_What the task requires:_ Line by line, transcribe the records exactly.

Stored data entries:
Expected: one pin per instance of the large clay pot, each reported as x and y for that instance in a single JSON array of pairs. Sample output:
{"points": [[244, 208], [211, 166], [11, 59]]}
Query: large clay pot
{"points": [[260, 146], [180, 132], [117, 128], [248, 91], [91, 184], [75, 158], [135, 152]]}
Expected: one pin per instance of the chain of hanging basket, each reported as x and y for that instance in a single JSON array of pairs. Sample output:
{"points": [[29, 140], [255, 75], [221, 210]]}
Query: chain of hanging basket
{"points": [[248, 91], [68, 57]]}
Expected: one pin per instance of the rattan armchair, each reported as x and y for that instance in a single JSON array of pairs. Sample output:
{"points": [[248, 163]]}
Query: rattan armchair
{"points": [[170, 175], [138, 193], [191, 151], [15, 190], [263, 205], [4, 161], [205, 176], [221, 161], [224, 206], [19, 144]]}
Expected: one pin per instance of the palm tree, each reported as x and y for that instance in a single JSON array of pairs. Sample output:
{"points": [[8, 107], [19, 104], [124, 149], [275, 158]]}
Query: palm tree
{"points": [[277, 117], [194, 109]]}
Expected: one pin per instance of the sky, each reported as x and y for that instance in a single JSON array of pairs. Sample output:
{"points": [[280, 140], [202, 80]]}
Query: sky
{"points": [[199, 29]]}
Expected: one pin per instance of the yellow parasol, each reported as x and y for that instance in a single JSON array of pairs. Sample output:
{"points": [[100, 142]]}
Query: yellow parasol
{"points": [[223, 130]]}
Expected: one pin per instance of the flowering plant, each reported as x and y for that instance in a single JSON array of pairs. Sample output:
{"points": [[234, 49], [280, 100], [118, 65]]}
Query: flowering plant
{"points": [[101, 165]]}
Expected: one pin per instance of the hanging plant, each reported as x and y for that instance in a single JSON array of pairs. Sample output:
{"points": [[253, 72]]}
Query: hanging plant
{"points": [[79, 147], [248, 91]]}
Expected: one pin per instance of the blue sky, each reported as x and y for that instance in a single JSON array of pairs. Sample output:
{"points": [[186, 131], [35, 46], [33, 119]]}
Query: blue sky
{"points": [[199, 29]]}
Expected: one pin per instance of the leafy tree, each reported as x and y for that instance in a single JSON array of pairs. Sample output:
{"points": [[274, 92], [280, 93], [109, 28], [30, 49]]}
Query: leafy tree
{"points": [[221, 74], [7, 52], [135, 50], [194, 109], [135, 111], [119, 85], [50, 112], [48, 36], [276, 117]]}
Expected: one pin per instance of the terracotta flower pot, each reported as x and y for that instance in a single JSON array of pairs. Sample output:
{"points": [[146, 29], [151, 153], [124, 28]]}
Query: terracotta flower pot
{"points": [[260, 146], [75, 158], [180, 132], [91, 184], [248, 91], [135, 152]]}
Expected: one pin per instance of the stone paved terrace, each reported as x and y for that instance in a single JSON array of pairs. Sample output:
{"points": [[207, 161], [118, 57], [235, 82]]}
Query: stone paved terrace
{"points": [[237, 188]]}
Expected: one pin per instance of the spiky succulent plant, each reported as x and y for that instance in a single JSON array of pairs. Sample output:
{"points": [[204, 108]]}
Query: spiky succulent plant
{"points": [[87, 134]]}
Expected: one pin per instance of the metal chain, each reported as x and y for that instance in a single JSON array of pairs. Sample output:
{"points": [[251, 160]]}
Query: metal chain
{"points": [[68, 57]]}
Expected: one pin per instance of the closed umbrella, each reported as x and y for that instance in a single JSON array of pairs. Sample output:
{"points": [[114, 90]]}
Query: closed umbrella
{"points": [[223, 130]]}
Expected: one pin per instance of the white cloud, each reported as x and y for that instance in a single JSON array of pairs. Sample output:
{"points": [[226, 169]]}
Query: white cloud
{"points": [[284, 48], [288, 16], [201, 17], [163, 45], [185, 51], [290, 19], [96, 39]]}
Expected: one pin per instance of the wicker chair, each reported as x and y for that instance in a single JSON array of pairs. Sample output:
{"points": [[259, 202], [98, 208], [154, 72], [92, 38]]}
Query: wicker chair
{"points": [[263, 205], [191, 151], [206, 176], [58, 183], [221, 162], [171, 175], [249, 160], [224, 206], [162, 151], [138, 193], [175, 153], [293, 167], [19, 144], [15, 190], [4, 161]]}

_Exercise response:_
Expected: one pin per instance of the large clay pot, each reported as x and y for that instance in a single JSON array of pairs. Sample output:
{"points": [[244, 208], [211, 166], [11, 59]]}
Query: large clay pot
{"points": [[260, 146], [180, 132], [117, 128], [248, 91], [91, 184], [75, 158], [135, 152]]}
Expected: one pin per instance of the chain of hanging basket, each reported as x and y for that instance in a single JSON array of pairs. Sample output:
{"points": [[29, 140], [255, 75], [221, 210]]}
Query: chain of hanging basket
{"points": [[248, 91], [68, 57]]}
Expected: one pin per instance of the rattan armchair, each reported as x and y for that instance in a single JSON array of pairs. Sample output:
{"points": [[248, 163]]}
Query: rattan armchair
{"points": [[170, 175], [138, 193], [191, 151], [15, 190], [263, 205], [4, 161], [205, 176], [221, 161], [224, 206], [19, 144]]}
Expected: one pin per instance of the palm tree, each reported as x and y for that instance in a single JSON array of pairs. Sample output:
{"points": [[8, 107], [19, 104], [124, 149], [275, 158]]}
Query: palm tree
{"points": [[277, 117], [194, 109]]}
Expected: one pin per instance of the sky, each reported as x and y for that instance in a single JSON array of pairs. Sample output:
{"points": [[280, 140], [202, 80]]}
Query: sky
{"points": [[199, 29]]}
Expected: one pin per instance of the yellow parasol, each reported as x and y for that instance in a single JSON array of pairs. Sample output:
{"points": [[100, 142]]}
Query: yellow parasol
{"points": [[223, 130]]}
Expected: one pin per instance of the flowering plant, each reported as x and y for that instance in a single JSON array of pairs. Sample output:
{"points": [[234, 49], [280, 100], [118, 65]]}
Query: flowering plant
{"points": [[101, 165]]}
Expected: one pin per instance of the hanging plant, each reported as x and y for that instance in a single JSON array of pairs. Sample output:
{"points": [[253, 72]]}
Query: hanging plant
{"points": [[79, 147], [248, 91]]}
Expected: one pin per instance of the blue sky, each reported as x and y for that instance in a single JSON array of pairs. Sample output:
{"points": [[186, 131], [35, 46], [33, 119]]}
Query: blue sky
{"points": [[199, 29]]}
Expected: one pin per instance of the leafy tree, each reported as x and y for that instance in a single JSON array of pairs. Sample output:
{"points": [[274, 92], [280, 93], [109, 28], [30, 49]]}
Query: leafy tree
{"points": [[221, 74], [7, 52], [135, 50], [194, 109], [135, 111], [119, 85], [50, 112], [48, 36], [276, 117]]}
Expected: one pin per instance of the terracotta flower pot, each reported as x and y for that instance in a single JSON array of pairs. Sample output:
{"points": [[146, 29], [151, 153], [124, 28]]}
Query: terracotta flower pot
{"points": [[260, 146], [75, 158], [180, 132], [91, 184], [248, 91], [135, 152]]}
Expected: one pin per instance of the stone paved terrace, each reported as x and y for that instance in a single JSON array of pairs. Sample output:
{"points": [[207, 161], [118, 57], [235, 82]]}
Query: stone paved terrace
{"points": [[237, 188]]}
Expected: one pin per instance of the spiky succulent plant, each reported as x and y for that instance in a single JSON array of pairs. Sample output:
{"points": [[204, 108]]}
Query: spiky succulent plant
{"points": [[87, 134]]}
Expected: one pin per instance of the metal chain, each reported as x and y for that instance in a single JSON array of pairs. Sample output:
{"points": [[251, 160]]}
Query: metal chain
{"points": [[68, 57]]}
Expected: one pin per instance of the closed umbrella, each reported as x and y for that instance in a single JSON array of pairs. Sample output:
{"points": [[114, 90]]}
Query: closed umbrella
{"points": [[223, 130]]}
Expected: one pin per instance of the white cloud, each reported as x and y for that instance in a single JSON array of pairs. Sample output:
{"points": [[226, 169]]}
Query: white cloud
{"points": [[284, 48], [288, 16], [201, 17], [163, 45], [185, 51], [290, 19], [96, 39]]}
Expected: one pin per instance of the wicker chair, each reported as x and y for that instance in a single JSON array of pairs. Sample output:
{"points": [[259, 202], [98, 208], [154, 72], [92, 38]]}
Query: wicker chair
{"points": [[263, 205], [191, 151], [206, 176], [58, 183], [221, 162], [171, 175], [249, 160], [224, 206], [162, 151], [138, 193], [175, 153], [293, 167], [19, 144], [15, 190], [4, 161]]}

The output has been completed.